Exercise tasks -
• 1. List every musical element that the passage on "Zombie Bastards" says the song contains.
• 2. According to the passage on "Zombie Bastards," who produced the song?
• 3. Extend the passage on "Zombie Bastards" below, picking up after its final sentence.

Selected text -

┄┄┄┄┄┄

Single by Weezer

from the album Weezer (The Black Album)
- Released: November 21, 2018
- Recorded: 2018
- Genre: Pop rock; electropop;
- Length: 4:10
- Label: Atlantic
- Songwriters: Rivers Cuomo; Rami Yacoub;
- Producer: Dave Sitek

Weezer singles chronology
| "Can't Knock the Hustle" (2018) | "Zombie Bastards" (2018) | "The End of the Game" (2019) |

Music video
- "Zombie Bastards" on YouTube

= Zombie Bastards =

2018 song by Weezer

"Zombie Bastards" is a song by the American rock band Weezer, released as a single from their "Black Album" (2019) on November 21, 2018.

==Composition==
Lyrically, "Zombie Bastards" addresses Weezer fans who are "stuck in the past" and who criticize them for changing their sound. The song contains ska-influenced guitars, a dub bass, sampling and keyboards, which was described by Tom Breihan from Stereogum as "Weezer doing stadium-goth Spotify-core." The song has been described as pop rock and electropop.

┄┄┄┄┄┄

Supplied information -
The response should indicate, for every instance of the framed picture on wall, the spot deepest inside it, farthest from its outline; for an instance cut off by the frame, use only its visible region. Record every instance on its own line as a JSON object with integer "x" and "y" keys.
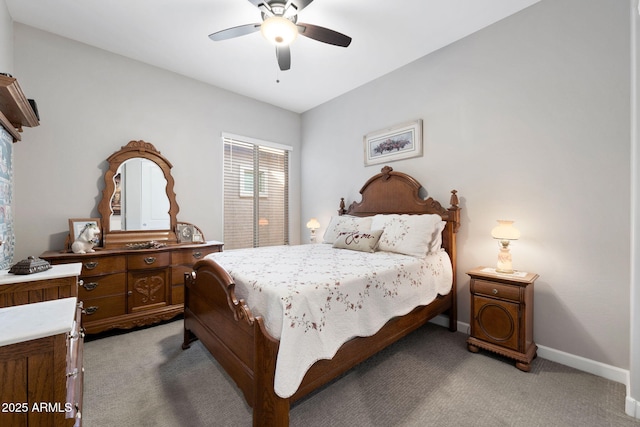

┄┄┄┄┄┄

The replies -
• 1. Ska-influenced guitars, a dub bass, sampling, keyboards

• 2. Dave Sitek

• 3.
==Reception==

Randall Colburn at The A.V. Club gave "Zombie Bastards" a positive response, stating "...while as chintzy and overproduced as so much latter-day Weezer, has a cheeky, soaring chorus that should have even the dourest Pinkerton stans shouting along." Emma Swann at DIY was more critical of the song, stating "‘Zombie Bastards’ is so childlike it'd be easy to question if it were intended for an infant audience if it wasn't for the, well, bastards."

==Personnel==
Personnel taken from Weezer liner notes.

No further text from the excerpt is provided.